Your task is to repeat, word for word, the line containing "From this security camera still, highlight where the overcast" and all lines that follow it to the end of the material, and no other lines.

--- Start Data in this exercise ---

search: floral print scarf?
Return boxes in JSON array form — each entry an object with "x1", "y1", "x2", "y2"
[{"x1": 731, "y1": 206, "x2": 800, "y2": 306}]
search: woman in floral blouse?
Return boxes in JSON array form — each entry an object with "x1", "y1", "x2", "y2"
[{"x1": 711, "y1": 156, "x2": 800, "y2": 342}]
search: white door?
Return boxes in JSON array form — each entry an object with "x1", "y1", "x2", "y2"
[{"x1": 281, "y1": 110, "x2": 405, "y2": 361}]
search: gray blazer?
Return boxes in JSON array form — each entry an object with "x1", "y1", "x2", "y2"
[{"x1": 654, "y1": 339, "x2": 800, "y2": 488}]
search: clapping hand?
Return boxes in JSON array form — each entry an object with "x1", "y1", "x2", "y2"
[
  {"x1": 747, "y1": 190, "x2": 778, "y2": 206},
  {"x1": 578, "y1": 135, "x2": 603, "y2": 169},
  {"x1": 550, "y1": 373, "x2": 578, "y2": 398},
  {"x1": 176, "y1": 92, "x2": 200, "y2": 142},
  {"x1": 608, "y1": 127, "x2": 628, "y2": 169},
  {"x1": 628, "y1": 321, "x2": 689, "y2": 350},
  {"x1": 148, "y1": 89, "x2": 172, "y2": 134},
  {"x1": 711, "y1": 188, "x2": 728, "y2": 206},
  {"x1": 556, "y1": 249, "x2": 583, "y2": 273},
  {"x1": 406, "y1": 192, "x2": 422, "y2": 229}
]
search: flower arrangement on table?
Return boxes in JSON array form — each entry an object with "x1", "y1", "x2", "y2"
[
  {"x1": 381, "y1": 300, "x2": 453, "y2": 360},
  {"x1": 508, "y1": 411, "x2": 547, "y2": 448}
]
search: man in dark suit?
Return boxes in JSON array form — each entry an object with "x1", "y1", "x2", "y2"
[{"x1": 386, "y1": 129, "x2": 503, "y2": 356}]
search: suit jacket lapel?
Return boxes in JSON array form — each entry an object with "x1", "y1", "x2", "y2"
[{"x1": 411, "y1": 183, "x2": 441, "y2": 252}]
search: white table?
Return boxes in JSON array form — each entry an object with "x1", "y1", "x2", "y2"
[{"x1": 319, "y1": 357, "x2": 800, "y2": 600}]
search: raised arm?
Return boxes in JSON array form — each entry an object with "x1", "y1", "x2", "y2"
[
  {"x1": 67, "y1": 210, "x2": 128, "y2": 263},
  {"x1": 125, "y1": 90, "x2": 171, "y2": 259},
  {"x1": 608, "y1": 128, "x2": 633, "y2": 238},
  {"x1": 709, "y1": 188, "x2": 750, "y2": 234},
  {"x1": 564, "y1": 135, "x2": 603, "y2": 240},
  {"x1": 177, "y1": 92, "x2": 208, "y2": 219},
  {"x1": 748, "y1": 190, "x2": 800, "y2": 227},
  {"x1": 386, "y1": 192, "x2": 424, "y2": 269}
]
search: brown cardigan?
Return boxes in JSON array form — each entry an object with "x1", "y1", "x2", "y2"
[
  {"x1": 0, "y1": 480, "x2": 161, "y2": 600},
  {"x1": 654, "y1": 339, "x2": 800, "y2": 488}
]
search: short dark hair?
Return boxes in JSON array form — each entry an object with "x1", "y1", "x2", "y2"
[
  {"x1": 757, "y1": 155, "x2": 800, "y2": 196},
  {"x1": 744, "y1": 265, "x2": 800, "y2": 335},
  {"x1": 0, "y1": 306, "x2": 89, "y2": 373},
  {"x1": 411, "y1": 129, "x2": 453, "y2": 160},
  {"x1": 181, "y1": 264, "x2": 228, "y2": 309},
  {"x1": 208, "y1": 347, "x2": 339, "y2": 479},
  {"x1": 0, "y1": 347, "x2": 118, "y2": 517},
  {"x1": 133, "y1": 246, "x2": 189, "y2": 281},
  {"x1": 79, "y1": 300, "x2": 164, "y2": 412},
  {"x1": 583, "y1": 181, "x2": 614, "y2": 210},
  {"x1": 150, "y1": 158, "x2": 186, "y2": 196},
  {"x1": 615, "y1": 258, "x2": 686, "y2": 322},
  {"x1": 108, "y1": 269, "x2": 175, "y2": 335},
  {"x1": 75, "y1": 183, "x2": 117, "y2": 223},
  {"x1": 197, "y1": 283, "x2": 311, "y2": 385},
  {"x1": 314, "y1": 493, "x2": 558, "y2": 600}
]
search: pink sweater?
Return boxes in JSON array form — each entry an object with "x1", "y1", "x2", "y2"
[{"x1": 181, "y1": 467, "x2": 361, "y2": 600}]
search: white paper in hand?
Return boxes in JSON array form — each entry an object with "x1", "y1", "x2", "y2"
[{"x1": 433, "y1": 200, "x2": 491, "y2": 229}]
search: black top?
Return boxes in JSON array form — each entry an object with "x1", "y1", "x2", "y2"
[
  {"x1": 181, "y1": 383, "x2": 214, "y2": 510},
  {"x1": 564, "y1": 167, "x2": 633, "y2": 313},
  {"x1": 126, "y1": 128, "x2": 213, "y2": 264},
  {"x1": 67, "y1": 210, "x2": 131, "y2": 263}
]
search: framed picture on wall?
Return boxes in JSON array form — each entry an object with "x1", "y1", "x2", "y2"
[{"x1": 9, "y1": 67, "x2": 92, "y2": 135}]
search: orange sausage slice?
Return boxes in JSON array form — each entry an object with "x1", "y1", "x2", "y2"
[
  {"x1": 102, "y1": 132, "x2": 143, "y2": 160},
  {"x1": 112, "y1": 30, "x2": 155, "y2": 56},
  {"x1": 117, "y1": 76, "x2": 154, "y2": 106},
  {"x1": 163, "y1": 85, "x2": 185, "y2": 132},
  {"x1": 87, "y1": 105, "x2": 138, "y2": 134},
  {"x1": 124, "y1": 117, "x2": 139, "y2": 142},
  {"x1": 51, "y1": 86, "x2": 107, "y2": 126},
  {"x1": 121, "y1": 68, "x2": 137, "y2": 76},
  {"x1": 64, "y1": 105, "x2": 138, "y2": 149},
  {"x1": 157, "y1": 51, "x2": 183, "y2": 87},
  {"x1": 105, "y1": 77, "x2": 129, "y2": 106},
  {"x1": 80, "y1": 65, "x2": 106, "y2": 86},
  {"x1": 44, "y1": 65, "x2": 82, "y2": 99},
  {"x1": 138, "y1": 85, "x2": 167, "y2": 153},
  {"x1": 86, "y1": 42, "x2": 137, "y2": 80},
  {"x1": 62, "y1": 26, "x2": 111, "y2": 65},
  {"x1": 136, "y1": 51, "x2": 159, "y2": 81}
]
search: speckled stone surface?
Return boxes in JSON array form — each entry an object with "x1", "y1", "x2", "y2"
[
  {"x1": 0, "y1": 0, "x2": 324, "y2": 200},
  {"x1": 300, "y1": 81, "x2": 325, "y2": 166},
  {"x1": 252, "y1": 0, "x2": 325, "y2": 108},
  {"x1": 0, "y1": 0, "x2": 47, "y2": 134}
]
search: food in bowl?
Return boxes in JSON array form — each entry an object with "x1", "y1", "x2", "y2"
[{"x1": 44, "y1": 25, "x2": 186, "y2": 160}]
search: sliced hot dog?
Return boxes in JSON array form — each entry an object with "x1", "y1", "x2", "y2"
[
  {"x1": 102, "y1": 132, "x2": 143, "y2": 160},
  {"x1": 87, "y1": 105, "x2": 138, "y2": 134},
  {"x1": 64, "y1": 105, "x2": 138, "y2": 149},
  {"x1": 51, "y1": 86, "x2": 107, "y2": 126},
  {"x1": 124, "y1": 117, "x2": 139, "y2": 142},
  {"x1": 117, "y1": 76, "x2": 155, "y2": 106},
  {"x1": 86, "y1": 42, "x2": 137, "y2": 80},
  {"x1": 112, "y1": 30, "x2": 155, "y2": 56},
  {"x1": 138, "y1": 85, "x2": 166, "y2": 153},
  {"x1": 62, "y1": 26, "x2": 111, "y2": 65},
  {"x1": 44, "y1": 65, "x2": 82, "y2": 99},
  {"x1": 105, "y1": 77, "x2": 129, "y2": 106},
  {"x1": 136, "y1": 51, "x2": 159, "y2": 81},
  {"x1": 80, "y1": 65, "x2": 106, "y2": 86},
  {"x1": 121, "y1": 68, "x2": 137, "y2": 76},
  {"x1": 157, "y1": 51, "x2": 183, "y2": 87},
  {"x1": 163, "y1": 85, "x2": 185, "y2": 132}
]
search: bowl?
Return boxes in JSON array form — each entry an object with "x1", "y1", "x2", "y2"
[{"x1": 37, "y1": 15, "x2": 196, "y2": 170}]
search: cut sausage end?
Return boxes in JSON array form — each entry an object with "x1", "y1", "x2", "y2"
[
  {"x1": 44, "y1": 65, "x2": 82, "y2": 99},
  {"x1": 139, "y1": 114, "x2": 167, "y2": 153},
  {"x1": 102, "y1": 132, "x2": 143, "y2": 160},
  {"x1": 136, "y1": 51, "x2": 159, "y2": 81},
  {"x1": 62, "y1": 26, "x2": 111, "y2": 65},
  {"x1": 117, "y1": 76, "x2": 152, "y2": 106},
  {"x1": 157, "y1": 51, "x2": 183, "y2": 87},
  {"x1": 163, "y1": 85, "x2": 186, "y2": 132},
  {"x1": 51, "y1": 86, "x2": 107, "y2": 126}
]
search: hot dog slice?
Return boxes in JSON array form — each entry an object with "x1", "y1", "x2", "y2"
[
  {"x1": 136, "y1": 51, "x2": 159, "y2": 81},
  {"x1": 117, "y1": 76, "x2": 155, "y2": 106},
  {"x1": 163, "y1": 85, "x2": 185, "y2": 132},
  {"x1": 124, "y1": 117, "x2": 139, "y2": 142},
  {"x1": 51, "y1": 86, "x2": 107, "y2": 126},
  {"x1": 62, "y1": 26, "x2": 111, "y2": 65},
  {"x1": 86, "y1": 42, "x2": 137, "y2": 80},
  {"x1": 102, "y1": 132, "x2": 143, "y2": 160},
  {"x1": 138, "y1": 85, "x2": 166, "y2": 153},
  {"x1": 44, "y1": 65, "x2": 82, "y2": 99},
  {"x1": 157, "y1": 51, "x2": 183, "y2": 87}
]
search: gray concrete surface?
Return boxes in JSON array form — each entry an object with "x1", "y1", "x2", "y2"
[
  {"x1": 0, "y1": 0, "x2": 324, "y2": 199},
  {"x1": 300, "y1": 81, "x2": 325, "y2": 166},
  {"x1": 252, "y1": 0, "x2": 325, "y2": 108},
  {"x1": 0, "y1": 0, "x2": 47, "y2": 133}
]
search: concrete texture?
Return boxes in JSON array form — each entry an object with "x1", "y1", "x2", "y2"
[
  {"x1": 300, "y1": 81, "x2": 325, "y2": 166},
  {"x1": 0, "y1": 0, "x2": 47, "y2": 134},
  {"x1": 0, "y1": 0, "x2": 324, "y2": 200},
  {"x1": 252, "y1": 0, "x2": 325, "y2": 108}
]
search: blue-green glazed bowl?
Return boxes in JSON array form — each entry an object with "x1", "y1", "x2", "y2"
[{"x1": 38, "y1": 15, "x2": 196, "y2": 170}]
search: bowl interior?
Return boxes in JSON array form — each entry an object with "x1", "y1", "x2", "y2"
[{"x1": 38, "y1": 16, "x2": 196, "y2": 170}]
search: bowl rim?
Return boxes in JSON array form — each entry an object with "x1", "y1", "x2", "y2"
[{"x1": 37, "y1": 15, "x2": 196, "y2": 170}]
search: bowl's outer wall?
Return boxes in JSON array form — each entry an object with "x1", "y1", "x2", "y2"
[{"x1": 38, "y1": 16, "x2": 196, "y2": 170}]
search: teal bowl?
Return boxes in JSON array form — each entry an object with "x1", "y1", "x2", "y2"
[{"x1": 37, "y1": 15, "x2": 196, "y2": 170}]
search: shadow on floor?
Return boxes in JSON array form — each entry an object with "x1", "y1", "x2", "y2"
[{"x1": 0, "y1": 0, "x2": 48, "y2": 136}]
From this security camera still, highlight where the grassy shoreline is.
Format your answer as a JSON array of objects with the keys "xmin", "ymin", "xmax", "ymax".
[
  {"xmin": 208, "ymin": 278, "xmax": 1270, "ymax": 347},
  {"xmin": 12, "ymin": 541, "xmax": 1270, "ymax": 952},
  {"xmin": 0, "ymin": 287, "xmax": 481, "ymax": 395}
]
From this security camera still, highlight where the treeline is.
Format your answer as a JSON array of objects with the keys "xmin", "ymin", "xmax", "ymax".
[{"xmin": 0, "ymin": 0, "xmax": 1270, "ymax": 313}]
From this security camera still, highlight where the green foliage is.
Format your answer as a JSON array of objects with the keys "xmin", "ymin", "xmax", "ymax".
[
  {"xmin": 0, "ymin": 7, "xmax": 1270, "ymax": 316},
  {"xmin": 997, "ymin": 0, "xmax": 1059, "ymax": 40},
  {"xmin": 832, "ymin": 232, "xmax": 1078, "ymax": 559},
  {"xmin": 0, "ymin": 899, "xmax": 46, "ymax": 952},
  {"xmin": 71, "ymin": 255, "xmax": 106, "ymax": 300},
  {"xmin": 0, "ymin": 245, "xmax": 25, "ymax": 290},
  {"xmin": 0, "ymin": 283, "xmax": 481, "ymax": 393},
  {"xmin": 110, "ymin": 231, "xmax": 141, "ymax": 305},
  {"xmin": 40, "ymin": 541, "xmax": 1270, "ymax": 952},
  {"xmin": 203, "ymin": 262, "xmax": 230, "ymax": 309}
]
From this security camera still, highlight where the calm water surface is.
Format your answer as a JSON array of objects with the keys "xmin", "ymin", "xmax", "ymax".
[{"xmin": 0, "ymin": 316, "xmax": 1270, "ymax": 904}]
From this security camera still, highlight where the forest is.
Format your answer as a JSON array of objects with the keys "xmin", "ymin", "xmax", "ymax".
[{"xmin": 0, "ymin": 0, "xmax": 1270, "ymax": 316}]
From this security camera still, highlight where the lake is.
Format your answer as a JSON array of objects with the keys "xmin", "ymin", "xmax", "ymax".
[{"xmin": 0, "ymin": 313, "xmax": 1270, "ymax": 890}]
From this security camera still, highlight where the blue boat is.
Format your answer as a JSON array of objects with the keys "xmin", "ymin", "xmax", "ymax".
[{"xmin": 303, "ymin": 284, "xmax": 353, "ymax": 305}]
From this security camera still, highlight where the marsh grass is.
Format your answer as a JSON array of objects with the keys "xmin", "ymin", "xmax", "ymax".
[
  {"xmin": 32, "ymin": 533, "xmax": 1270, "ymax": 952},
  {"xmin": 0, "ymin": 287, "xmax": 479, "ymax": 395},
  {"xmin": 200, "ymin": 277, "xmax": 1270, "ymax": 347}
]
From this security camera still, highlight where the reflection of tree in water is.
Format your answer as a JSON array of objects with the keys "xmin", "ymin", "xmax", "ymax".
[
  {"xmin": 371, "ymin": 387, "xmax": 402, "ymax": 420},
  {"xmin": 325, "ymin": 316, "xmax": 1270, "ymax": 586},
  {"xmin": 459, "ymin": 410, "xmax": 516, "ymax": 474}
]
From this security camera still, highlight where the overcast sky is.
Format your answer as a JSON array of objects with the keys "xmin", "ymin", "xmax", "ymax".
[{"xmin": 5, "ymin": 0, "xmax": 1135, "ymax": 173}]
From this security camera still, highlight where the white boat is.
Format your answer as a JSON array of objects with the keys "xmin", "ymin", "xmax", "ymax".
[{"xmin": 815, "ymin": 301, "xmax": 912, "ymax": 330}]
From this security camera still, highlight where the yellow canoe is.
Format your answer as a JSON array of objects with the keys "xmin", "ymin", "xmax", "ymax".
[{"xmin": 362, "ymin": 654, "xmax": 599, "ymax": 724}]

--- End Data in this exercise ---

**Solution to the exercise**
From this security camera still, highlight where the overcast sky is.
Format your answer as a JSON array of objects with the keys "xmin", "ymin", "xmax", "ymax".
[{"xmin": 5, "ymin": 0, "xmax": 1135, "ymax": 173}]
From this security camera still, highlight where the white boat is.
Format your answer as a JSON array of objects with the keys "xmin", "ymin", "xmax", "ymax".
[{"xmin": 815, "ymin": 301, "xmax": 912, "ymax": 330}]
From this security camera still, highlight where the yellow canoe is.
Format your answer as a JSON array of objects with the keys "xmin", "ymin", "xmax", "ymax".
[{"xmin": 362, "ymin": 654, "xmax": 599, "ymax": 724}]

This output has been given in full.